§ **Text section**:
━━━━━━

MaestSi / MetONTIIME

A Meta-barcoding pipeline for analysing ONT data in QIIME2 framework
GNU General Public License v3.0
78 stars 17 forks source link

Error executing process > 'downsampleFastq' #84

Closed erazzolini closed 10 months ago

erazzolini commented 10 months ago

Hello there,

I'm trying to run MetONTIIME on my data set (a few reads with ITS), but I have some problem with downsampleFastq (I think).

When I run:

nextflow -c metontiime2.conf run metontiime2.nf --resultsDir=/Users/emanuel/teste_microbioma_nfn/its/completo/results

I received the error:

me2.nf --resultsDir=/Users/emanuel/teste_microbioma_nfn/its/completo/results N E X T F L O W ~ version 23.10.0 Launching metontiime2.nf [determined_hugle] DSL2 - revision: 24f9bc59a5 executor > local (4) [16/b07488] process > importDb (1) [ 0%] 0 of 1 [88/5e64f8] process > concatenateFastq [100%] 1 of 1 ✔ [56/11796d] process > filterFastq [100%] 1 of 1 ✔ [50/f9dcff] process > downsampleFastq [ 0%] 0 of 1 [- ] process > importFastq - [- ] process > derepSeq - [- ] process > assignTaxonomy - [- ] process > filterTaxa - [- ] process > taxonomyVisualization - [- ] process > collapseTables - [- ] process > dataQC - executor > local (4) [- ] process > importDb (1) - [88/5e64f8] process > concatenateFastq [100%] 1 of 1 ✔ [56/11796d] process > filterFastq [100%] 1 of 1 ✔ [50/f9dcff] process > downsampleFastq [100%] 1 of 1, failed: 1 ✘ [- ] process > importFastq - [- ] process > derepSeq - [- ] process > assignTaxonomy - [- ] process > filterTaxa - [- ] process > taxonomyVisualization - [- ] process > collapseTables - [- ] process > dataQC - [- ] process > diversityAnalyses - ERROR ~ Error executing process > 'downsampleFastq'

Caused by: Process downsampleFastq terminated with an error exit status (1)

━━━━━━

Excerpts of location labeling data
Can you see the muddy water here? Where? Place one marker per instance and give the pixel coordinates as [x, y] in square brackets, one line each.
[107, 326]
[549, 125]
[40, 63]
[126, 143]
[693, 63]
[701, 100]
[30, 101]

━━━━━━

§ **Exercise brief**: Pick up the MetONTIIME downsampleFastq issue thread after its last line and continue it.

§ **The answer**:
Command executed:

mkdir -p /Users/emanuel/teste_microbioma_nfn/its/completo/results/downsampleFastq fq=$(find /Users/emanuel/teste_microbioma_nfn/its/completo/results/filterFastq/ | grep ".fastq.gz$"); for f in $fq; do /Userssn=$(basename $f); seqtk sample $f 1000 | gzip > /Users/emanuel/teste_microbioma_nfn/its/completo/results/downsampleFastq/$sn done

Command exit status: 1

Command output: (empty)

Work dir: /Users/emanuel/teste_microbioma_nfn/its/completo/MetONTIIME/work/50/f9dcff9acfe9dcd5392ff383b3ef84

Tip: you can replicate the issue by changing to the process work dir and entering the command bash .command.run

-- Check '.nextflow.log' file for details

I tryied a few things, like set to false, change the maxNumReads to 10, 100, 1000, 10000 and 100000, clusteringIdentity and put the files in the right folders, but anything works.

My .conf stay as:

   //Path to working directory including fastq.gz files
    workDir="/Users/emanuel/teste_microbioma_nfn/its/completo/barcode53/"
    //Path to sample metadata tsv file; if it doesn't exist yet, it is created at runtime
    sampleMetadata="/Users/emanuel/teste_microbioma_nfn/its/completo/sample-metadata.tsv"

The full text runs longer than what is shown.